Requirement 1: Please write out the fluorocarbon emulsion passage word for word, starting with "The present invention" and going on through "pulmonary gas-trapping properties.".
Requirement 2: List the prior-art references that the fluorocarbon emulsion passage cites as describing formulations designed to inhibit Ostwald ripening.

Source document:

The present invention relates to emulsions comprising highly fluorinated or perfluorinated compounds. More particularly, it relates to fluorocarbon emulsions exhibiting reduced pulmonary gas-trapping properties.
Fluorocarbon emulsions find uses as therapeutic and diagnostic agents. Most therapeutic uses of fluorocarbons are related to the remarkable oxygen-carrying capacity of these compounds. One commercial biomedical fluorocarbon emulsion, Fluosol (Green Cross Corp., Osaka, Japan), is presently used as an oxygen carrier to enhance oxygen delivery to the myocardium during percutaneous transluminal coronary angioplasty (Fluosol, Summary Basis of Approval, Reference No. OB-NDA86-0909, December 1989). Fluorocarbon emulsions have also been used in diagnostic applications such as imaging. Radiopaque fluorocarbons such as perflubron (perfluorooctyl bromide or C.sub.8 F.sub.17 Br) are particularly useful for this purpose.
Increased pulmonary residual volume (IPRV) has been observed in association with the intravenous administration of various perfluorocarbon emulsions in certain animal species. While the direct correlation between IPRV and pulmonary dysfunction has not been positively identified, dysfunction (including reduced arterial PO.sub.2, signs of respiratory distress, and even lethality) has been observed on occasions in certain sensitive animal species in which IPRV was later identified.
IPRV occurs as a result of gas-trapping within the pulmonary system, and prevents the normal deflation of lungs when intrathoracic pressure is equalized to ambient pressure such as during necropsy of an animal. It is believed that gas-trapping occurs as a consequence of foam or bubble formation in the lungs. It is noted that under normal circumstances, bubbles or liquid bridges form and disappear spontaneously within alveoli without a gas-trapping effect. It is believed, however, that IPRV occurs when these bubbles grow in the presence of fluorocarbon vapors, trapping larger amounts of air within the lung. As stated above, if bubble formation continues, pulmonary dysfunction can result (in certain animal species). IPRV depends on the vapor pressure of the fluorocarbon component(s), with lower vapor pressure fluorocarbons not exhibiting the phenomenon. Diminution of the vapor pressure of the fluorocarbon component(s) also plays a critical role in stabilizing the emulsion droplets against Ostwald ripening, the key destabilizing mechanism at work in small particle fluorocarbon emulsions. The prior art has described fluorocarbon emulsion formulations designed to inhibit Ostwald ripening. See, e.g. Davis et al., U.S. Pat. No. 4,859,363; Meinert, U.S. Pat. No. 5,120,731; Kabalnov et al., Kolloidn Zh., 48: 27-32 (1986). These formulations contain a mixture of two fluorocarbon components, the secondary fluorocarbon component having a significantly higher molecular weight, and lower vapor pressure relative to the primary fluorocarbon component.

Provided material:
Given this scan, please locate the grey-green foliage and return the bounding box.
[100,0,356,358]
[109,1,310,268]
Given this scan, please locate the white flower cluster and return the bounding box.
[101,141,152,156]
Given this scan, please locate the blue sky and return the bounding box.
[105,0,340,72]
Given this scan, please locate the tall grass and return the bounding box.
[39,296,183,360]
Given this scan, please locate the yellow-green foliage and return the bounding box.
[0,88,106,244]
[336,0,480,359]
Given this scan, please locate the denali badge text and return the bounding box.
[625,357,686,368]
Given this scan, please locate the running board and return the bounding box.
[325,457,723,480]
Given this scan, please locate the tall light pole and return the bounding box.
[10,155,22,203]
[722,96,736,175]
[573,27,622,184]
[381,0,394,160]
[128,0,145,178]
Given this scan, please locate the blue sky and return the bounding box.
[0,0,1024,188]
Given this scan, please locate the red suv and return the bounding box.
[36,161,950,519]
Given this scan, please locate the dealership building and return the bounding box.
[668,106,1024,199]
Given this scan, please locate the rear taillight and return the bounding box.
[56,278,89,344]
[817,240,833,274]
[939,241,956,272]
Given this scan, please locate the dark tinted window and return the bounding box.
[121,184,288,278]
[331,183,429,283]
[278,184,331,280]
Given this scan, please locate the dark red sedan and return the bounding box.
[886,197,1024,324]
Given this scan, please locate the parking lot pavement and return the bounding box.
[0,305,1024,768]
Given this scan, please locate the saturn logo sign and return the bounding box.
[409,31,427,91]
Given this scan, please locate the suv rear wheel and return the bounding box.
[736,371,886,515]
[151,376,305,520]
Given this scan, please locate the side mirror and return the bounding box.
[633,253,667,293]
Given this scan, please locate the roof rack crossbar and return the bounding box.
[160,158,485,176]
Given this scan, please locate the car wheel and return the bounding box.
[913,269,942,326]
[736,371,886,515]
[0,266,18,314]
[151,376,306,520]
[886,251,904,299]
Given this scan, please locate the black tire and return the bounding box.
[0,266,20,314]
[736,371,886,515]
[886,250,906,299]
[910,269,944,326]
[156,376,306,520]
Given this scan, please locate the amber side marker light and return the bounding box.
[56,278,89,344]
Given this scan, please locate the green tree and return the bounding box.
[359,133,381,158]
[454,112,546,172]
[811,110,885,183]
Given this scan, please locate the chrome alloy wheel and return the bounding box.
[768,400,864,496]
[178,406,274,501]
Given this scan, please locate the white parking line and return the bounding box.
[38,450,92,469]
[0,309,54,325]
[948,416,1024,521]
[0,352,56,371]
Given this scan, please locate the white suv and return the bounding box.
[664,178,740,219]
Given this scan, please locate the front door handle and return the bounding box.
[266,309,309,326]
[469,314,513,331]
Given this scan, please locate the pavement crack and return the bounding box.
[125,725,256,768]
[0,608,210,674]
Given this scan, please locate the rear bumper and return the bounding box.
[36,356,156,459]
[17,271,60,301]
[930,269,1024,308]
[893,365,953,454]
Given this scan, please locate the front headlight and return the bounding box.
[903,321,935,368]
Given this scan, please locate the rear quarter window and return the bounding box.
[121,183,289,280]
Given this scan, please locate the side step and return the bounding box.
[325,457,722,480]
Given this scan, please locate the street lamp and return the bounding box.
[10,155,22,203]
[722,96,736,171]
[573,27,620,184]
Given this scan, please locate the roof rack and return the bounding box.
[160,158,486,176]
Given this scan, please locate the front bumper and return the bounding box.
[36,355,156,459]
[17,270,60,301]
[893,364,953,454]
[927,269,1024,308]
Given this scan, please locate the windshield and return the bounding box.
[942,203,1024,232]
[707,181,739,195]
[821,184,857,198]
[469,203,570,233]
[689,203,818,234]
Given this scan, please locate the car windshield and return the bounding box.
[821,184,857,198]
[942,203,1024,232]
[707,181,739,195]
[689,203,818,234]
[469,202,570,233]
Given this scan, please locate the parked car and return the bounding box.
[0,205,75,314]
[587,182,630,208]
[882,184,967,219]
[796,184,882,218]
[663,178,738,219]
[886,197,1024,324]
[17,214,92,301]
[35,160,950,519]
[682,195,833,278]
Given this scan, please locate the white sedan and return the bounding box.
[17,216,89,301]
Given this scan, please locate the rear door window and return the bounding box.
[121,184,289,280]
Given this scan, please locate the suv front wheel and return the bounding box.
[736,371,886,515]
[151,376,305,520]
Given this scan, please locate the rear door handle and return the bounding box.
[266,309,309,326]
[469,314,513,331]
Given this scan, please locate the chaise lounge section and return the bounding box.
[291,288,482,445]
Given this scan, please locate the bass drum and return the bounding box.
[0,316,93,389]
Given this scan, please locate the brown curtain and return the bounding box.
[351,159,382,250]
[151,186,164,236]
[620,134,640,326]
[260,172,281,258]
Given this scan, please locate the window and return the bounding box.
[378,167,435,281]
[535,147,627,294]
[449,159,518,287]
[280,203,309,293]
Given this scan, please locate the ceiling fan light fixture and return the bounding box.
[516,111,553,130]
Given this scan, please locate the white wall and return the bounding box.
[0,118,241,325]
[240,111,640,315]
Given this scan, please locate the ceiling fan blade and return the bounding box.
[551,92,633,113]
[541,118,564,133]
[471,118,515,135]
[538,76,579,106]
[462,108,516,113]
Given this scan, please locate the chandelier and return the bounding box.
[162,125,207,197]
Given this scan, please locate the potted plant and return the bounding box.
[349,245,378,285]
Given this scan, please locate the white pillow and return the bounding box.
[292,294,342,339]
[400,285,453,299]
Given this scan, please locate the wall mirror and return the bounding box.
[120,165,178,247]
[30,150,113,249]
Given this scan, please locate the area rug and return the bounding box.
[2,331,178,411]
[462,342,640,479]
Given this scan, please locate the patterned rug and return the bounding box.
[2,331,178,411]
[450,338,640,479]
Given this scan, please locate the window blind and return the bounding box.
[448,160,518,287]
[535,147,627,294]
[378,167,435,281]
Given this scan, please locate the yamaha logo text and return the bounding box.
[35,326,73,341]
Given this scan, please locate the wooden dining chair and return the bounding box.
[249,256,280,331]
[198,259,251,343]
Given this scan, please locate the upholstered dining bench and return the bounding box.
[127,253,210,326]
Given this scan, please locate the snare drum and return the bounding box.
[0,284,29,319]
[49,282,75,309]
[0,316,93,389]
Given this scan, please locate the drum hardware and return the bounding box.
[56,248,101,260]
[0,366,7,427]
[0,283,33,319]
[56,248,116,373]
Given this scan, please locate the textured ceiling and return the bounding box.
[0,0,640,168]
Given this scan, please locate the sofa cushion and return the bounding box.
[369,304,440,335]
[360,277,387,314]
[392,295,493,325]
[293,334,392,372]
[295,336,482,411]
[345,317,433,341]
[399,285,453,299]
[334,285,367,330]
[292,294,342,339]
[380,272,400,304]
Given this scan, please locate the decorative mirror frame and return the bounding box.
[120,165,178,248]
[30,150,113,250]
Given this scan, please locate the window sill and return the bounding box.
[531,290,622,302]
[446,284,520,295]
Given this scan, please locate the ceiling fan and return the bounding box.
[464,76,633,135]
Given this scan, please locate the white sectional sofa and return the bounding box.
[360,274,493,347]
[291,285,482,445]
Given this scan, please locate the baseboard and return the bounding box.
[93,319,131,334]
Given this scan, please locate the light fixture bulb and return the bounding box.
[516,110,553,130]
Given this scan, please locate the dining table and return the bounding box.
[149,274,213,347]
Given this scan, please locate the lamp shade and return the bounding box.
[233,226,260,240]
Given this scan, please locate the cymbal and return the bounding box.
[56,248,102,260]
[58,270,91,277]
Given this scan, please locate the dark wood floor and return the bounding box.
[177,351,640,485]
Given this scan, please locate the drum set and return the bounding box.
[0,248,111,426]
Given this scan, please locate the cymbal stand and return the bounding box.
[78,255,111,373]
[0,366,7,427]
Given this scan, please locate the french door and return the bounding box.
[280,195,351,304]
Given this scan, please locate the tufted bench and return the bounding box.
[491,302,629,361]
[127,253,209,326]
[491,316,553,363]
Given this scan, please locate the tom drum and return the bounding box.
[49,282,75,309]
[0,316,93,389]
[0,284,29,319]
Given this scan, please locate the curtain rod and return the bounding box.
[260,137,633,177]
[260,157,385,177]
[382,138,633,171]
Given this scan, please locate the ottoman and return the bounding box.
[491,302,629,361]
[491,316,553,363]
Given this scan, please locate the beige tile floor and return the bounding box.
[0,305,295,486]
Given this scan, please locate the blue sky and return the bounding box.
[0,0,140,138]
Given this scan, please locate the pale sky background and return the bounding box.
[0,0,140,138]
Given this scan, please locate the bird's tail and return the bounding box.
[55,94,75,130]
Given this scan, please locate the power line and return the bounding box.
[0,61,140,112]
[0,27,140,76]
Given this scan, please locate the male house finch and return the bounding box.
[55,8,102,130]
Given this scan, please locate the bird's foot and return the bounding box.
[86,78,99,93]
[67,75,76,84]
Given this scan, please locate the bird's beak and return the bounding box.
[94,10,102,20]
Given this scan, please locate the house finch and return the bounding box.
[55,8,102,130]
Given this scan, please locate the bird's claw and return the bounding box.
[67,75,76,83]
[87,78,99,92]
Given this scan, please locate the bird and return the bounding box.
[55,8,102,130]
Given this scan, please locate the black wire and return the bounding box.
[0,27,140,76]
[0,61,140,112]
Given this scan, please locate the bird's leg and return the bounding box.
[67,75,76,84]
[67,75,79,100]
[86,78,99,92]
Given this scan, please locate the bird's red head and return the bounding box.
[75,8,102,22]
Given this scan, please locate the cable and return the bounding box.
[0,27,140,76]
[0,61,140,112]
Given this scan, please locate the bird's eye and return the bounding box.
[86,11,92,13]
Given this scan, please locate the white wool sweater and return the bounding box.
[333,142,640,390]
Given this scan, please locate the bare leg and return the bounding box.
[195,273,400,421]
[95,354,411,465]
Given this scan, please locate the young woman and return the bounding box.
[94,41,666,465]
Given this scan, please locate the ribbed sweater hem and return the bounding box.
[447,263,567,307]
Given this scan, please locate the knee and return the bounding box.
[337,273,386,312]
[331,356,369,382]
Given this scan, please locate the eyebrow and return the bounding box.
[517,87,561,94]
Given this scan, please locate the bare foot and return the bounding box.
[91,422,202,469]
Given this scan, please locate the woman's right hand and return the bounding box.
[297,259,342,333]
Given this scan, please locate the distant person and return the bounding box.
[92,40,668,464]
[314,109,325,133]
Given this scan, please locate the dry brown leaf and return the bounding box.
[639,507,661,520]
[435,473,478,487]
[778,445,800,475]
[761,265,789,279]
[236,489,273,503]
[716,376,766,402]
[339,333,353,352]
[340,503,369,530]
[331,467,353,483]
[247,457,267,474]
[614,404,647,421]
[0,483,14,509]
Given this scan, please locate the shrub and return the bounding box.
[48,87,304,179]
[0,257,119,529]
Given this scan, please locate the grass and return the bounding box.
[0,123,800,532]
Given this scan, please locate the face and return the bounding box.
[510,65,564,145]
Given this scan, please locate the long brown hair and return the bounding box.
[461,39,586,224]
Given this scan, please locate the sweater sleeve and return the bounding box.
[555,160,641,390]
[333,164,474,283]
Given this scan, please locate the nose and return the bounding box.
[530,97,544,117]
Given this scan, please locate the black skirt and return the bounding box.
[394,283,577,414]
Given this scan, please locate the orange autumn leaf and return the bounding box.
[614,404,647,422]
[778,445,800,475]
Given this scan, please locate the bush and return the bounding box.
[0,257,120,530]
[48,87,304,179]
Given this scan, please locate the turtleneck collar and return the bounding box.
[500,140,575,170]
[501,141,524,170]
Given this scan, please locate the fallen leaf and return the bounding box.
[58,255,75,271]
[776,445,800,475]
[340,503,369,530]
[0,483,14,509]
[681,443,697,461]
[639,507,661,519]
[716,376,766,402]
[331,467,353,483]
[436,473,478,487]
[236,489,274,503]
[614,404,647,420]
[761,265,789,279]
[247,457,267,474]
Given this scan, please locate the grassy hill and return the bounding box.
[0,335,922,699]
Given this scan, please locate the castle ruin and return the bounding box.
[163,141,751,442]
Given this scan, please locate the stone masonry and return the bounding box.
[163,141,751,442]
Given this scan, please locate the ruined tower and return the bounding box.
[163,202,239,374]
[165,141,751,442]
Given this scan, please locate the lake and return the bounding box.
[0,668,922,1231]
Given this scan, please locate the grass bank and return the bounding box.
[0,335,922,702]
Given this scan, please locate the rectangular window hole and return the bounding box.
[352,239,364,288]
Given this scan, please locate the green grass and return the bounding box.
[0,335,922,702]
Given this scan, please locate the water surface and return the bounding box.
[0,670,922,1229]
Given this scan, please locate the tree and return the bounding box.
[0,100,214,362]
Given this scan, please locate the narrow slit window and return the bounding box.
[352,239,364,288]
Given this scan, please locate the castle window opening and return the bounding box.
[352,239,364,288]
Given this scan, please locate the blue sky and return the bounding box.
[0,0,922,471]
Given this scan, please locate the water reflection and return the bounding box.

Task response 1:
The present invention relates to emulsions comprising highly fluorinated or perfluorinated compounds. More particularly, it relates to fluorocarbon emulsions exhibiting reduced pulmonary gas-trapping properties.

Task response 2:
- Davis et al., U.S. Pat. No. 4,859,363
- Meinert, U.S. Pat. No. 5,120,731
- Kabalnov et al., Kolloidn Zh., 48: 27-32 (1986)